## THE EXERCISE:
Reproduce the listing from its beginning through the line containing "[631,625,754,679]", inclusive, substituting "rectangular regions" for "bounding boxes" and leaving all other text unchanged.

## EXERCISE DATA:
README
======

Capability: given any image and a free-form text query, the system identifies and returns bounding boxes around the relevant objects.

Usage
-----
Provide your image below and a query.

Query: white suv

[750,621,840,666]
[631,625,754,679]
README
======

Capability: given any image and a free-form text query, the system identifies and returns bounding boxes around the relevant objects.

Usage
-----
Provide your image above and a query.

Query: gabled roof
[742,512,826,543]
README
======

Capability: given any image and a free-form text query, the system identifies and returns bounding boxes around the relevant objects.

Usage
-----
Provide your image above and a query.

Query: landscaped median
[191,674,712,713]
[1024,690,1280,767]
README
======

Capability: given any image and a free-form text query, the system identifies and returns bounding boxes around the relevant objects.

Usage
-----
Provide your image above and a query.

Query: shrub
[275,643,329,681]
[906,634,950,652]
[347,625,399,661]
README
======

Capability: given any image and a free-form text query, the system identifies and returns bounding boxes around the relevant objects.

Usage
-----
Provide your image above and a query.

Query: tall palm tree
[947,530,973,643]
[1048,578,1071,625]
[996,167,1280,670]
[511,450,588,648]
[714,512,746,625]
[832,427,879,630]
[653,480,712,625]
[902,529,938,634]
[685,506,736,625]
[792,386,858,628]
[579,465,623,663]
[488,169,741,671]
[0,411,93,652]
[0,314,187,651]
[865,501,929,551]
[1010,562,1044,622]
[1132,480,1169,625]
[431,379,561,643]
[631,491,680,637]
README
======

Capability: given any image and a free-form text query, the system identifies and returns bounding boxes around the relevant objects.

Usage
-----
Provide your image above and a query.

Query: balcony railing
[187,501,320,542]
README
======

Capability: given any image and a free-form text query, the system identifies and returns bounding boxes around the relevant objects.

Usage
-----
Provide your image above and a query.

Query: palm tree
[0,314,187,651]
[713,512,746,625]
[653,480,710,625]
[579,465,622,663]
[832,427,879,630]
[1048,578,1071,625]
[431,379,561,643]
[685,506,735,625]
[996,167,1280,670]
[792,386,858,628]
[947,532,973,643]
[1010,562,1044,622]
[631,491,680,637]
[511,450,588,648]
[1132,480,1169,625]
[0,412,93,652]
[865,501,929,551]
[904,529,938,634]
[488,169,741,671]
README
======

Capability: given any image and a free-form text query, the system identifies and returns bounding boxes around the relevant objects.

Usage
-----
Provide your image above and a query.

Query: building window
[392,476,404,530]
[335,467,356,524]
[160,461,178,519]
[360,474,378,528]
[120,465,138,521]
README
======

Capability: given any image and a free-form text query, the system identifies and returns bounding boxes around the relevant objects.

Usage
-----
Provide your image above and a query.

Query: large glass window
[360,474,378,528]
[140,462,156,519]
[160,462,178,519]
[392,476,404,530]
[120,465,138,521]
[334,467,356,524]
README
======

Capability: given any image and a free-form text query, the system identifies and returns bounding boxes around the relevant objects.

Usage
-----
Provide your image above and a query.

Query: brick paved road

## EXERCISE OUTPUT:
README
======

Capability: given any image and a free-form text query, the system identifies and returns rectangular regions around the relevant objects.

Usage
-----
Provide your image below and a query.

Query: white suv

[750,621,840,666]
[631,625,754,679]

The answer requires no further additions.